• RAW DATA
────────────────
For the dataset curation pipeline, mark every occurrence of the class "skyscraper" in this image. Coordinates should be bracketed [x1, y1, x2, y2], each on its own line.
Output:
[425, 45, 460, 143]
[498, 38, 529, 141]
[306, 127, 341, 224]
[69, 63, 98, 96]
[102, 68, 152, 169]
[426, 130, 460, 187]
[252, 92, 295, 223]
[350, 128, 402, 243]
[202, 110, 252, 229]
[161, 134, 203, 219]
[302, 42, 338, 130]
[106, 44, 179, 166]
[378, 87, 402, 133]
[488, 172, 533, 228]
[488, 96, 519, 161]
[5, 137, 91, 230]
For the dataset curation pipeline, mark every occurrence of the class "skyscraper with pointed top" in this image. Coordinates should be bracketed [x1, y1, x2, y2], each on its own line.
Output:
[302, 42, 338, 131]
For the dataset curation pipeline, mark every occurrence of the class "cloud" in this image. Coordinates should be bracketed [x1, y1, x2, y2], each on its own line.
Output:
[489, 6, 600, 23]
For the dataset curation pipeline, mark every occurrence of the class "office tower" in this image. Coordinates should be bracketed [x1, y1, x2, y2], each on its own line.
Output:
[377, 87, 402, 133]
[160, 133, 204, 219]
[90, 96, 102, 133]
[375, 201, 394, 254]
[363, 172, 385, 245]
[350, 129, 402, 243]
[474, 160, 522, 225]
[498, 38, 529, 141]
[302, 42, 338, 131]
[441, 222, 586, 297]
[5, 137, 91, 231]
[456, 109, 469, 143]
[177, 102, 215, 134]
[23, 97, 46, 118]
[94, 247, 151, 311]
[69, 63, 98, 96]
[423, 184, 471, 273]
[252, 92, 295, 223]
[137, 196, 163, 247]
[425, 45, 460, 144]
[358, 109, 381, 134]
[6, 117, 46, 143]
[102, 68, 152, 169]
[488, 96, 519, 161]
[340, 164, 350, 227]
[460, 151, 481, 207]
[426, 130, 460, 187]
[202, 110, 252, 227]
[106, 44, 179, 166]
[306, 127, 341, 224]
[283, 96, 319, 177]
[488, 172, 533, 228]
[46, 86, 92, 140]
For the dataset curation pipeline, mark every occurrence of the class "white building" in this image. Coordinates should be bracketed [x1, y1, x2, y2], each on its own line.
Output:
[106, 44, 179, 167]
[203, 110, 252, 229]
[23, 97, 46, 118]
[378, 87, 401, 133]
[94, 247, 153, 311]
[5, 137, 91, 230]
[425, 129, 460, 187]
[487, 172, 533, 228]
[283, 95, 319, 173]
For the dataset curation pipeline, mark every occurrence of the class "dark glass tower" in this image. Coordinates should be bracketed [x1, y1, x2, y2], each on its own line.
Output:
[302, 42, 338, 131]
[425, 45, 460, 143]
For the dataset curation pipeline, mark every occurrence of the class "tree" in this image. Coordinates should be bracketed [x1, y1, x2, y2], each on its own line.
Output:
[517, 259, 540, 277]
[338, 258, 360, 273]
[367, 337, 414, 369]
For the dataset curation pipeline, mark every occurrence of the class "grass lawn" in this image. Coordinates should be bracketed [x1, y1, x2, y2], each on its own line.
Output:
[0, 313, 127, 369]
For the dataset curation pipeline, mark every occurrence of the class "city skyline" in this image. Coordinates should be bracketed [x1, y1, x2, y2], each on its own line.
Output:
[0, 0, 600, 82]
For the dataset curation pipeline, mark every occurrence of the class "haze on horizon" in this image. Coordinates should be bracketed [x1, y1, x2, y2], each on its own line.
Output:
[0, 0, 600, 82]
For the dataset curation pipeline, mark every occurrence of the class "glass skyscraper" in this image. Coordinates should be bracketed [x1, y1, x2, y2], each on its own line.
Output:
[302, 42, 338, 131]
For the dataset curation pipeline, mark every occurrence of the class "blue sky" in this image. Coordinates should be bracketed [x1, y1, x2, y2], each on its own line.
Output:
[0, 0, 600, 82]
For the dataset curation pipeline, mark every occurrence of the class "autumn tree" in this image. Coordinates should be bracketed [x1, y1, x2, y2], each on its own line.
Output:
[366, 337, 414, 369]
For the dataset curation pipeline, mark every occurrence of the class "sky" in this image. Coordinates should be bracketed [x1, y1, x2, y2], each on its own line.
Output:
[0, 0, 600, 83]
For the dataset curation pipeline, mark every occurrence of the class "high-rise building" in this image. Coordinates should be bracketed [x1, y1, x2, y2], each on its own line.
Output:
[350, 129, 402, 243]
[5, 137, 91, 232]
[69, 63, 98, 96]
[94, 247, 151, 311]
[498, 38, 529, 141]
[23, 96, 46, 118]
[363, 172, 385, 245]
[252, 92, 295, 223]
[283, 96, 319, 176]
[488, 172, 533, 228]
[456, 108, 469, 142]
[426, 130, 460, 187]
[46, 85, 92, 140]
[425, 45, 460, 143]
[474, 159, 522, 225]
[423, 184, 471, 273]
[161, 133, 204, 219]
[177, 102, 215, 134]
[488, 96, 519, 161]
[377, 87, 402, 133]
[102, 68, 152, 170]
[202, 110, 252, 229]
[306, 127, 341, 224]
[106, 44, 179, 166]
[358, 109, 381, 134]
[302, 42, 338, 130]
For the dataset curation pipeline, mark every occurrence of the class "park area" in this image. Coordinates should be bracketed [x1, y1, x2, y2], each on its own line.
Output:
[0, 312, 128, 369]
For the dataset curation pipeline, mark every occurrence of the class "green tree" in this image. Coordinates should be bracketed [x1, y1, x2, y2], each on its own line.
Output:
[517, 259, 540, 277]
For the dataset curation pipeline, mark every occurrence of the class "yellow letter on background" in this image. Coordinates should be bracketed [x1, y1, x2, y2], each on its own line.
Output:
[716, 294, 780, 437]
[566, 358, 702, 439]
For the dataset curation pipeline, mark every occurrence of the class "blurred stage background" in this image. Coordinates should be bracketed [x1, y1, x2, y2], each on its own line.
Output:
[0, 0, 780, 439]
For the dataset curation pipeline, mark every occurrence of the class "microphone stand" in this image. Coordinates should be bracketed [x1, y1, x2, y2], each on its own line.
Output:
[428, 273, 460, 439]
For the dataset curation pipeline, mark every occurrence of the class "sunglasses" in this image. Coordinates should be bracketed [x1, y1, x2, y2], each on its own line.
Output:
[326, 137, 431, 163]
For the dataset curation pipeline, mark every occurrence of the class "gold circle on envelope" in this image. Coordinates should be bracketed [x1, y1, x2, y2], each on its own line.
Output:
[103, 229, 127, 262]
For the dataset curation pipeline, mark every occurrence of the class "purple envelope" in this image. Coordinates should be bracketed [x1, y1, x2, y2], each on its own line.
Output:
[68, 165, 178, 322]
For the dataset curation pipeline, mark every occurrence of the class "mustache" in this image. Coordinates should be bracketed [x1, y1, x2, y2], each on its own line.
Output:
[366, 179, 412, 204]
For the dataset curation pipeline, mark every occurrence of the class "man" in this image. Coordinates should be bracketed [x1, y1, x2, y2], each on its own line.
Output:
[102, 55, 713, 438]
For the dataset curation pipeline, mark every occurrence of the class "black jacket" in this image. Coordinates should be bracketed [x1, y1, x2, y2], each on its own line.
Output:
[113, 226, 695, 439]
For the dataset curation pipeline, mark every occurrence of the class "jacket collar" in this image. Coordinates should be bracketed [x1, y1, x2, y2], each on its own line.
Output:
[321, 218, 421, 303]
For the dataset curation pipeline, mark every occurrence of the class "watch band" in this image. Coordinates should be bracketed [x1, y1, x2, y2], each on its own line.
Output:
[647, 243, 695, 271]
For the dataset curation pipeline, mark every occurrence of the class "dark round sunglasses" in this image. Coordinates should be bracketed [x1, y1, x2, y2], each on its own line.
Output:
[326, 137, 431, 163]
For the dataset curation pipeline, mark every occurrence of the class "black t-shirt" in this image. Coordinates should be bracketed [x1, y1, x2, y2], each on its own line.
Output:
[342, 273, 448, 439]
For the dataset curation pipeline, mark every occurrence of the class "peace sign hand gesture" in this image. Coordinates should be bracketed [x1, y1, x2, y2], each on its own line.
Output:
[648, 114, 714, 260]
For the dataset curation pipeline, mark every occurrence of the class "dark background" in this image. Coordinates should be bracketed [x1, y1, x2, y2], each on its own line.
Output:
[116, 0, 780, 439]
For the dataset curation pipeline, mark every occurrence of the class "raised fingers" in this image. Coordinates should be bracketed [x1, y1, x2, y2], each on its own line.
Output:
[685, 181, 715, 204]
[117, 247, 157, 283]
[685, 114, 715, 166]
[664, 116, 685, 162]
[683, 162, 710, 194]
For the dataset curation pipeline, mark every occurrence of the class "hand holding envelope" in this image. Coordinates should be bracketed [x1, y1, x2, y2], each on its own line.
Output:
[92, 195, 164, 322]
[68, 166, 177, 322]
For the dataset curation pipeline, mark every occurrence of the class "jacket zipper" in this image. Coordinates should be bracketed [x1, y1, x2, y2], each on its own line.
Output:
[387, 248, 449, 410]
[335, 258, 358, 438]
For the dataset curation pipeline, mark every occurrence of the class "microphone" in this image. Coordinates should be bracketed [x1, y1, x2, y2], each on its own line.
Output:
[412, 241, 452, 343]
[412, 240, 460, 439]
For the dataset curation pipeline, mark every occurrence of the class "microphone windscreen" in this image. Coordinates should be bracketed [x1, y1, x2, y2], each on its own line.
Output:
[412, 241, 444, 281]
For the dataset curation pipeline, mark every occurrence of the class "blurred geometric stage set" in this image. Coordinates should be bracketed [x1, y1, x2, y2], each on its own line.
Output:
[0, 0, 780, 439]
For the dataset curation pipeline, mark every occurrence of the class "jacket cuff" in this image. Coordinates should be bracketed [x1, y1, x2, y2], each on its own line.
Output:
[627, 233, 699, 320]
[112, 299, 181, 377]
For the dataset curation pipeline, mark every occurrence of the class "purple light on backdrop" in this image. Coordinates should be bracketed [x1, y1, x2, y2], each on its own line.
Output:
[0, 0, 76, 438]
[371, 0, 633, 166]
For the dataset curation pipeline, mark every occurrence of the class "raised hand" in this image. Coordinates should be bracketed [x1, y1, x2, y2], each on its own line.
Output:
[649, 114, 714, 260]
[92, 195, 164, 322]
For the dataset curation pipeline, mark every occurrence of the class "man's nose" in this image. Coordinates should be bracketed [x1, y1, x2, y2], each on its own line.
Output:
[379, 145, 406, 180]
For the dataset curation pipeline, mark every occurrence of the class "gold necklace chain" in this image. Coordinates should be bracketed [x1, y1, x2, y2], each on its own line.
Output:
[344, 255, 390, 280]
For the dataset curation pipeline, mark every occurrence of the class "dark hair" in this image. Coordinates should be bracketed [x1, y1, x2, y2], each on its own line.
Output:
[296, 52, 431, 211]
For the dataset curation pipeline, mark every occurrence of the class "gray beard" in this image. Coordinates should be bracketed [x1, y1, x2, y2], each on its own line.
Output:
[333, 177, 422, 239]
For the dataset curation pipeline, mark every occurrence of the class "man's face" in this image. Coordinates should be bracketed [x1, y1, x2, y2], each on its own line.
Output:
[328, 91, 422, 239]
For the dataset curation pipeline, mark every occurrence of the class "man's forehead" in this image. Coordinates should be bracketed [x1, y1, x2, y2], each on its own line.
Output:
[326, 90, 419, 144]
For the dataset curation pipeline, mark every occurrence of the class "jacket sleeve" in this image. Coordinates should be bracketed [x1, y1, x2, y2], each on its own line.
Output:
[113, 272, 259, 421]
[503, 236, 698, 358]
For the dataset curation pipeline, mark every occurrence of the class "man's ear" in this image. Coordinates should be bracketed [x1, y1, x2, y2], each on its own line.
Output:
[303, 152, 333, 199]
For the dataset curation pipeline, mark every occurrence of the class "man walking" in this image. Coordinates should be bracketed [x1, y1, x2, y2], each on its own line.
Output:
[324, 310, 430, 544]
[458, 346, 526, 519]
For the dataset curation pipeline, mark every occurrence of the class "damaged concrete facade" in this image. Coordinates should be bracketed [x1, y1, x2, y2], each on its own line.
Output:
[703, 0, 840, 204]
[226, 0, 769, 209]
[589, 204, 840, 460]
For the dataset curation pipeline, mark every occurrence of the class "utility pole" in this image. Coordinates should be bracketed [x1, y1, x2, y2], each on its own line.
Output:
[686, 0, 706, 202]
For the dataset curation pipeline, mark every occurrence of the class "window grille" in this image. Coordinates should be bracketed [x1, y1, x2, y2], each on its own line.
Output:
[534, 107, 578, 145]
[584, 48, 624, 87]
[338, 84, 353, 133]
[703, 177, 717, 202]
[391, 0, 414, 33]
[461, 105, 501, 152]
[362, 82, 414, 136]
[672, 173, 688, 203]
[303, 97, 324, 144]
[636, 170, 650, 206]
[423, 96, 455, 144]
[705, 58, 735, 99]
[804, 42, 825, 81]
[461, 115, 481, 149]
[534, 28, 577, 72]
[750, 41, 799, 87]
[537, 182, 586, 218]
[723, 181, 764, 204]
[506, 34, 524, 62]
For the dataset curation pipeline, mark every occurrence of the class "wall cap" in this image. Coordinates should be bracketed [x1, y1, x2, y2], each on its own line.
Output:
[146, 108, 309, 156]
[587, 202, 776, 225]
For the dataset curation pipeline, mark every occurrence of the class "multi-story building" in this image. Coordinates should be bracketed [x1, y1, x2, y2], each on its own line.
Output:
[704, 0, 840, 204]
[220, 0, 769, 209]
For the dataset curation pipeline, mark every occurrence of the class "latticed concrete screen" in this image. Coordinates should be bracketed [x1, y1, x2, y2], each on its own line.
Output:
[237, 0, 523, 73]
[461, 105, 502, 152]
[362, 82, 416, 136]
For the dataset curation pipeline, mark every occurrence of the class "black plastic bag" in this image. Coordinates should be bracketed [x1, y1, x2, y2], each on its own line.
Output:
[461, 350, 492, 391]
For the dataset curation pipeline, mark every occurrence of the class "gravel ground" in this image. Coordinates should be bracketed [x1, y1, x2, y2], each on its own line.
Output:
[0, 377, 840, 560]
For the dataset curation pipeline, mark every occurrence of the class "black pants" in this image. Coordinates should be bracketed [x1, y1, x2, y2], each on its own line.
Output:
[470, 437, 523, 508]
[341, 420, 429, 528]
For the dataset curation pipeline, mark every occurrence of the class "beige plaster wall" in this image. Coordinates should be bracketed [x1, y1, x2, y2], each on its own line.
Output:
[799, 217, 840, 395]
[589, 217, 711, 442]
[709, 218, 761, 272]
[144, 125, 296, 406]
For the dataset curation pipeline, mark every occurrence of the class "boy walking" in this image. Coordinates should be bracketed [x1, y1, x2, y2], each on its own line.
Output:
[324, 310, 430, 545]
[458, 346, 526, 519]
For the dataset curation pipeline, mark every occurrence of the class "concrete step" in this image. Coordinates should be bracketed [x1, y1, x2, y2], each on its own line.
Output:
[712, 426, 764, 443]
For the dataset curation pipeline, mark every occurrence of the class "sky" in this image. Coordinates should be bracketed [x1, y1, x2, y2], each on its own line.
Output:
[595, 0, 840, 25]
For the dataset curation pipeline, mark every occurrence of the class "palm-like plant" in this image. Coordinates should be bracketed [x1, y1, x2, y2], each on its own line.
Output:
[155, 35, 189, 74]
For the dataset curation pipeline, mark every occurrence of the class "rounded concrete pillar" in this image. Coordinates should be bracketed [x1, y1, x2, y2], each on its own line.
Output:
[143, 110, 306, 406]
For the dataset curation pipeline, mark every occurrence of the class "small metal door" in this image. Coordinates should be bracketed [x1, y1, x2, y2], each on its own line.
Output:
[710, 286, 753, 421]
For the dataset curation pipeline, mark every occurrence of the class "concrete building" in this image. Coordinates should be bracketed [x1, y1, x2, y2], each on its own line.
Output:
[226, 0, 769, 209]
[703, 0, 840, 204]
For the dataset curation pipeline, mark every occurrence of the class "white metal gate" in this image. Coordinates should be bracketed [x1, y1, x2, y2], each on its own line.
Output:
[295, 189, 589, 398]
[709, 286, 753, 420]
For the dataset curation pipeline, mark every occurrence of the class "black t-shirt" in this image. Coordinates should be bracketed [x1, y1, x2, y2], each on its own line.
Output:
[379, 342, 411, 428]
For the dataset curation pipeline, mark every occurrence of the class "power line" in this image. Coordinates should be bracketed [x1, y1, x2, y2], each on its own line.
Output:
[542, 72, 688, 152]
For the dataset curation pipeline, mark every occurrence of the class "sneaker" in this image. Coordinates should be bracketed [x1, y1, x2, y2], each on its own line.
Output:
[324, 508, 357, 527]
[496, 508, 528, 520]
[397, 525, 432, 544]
────────────────
Starting with the first line of the items, copy out every line up to and including the line that contains "[489, 6, 600, 23]", keeping each one unchanged.

For the dataset curation pipeline, mark every occurrence of the class "skyscraper" in this image. Coordinates should be bracketed [x1, y1, x2, y2], each on its own line.
Output:
[425, 45, 460, 143]
[498, 38, 529, 141]
[306, 127, 341, 224]
[69, 63, 98, 96]
[102, 68, 152, 169]
[426, 130, 460, 187]
[252, 92, 295, 223]
[350, 128, 402, 243]
[202, 110, 252, 229]
[161, 134, 203, 219]
[302, 42, 338, 130]
[106, 44, 179, 166]
[378, 87, 402, 133]
[488, 172, 533, 228]
[488, 96, 519, 161]
[5, 137, 91, 230]
For the dataset curation pipeline, mark every occurrence of the class "skyscraper with pointed top" in this image. Coordinates should be bracketed [x1, y1, x2, y2], each on its own line.
Output:
[302, 42, 338, 131]
For the dataset curation pipeline, mark every occurrence of the class "cloud" in this image. Coordinates should be bracketed [x1, y1, x2, y2], each on its own line.
Output:
[489, 6, 600, 23]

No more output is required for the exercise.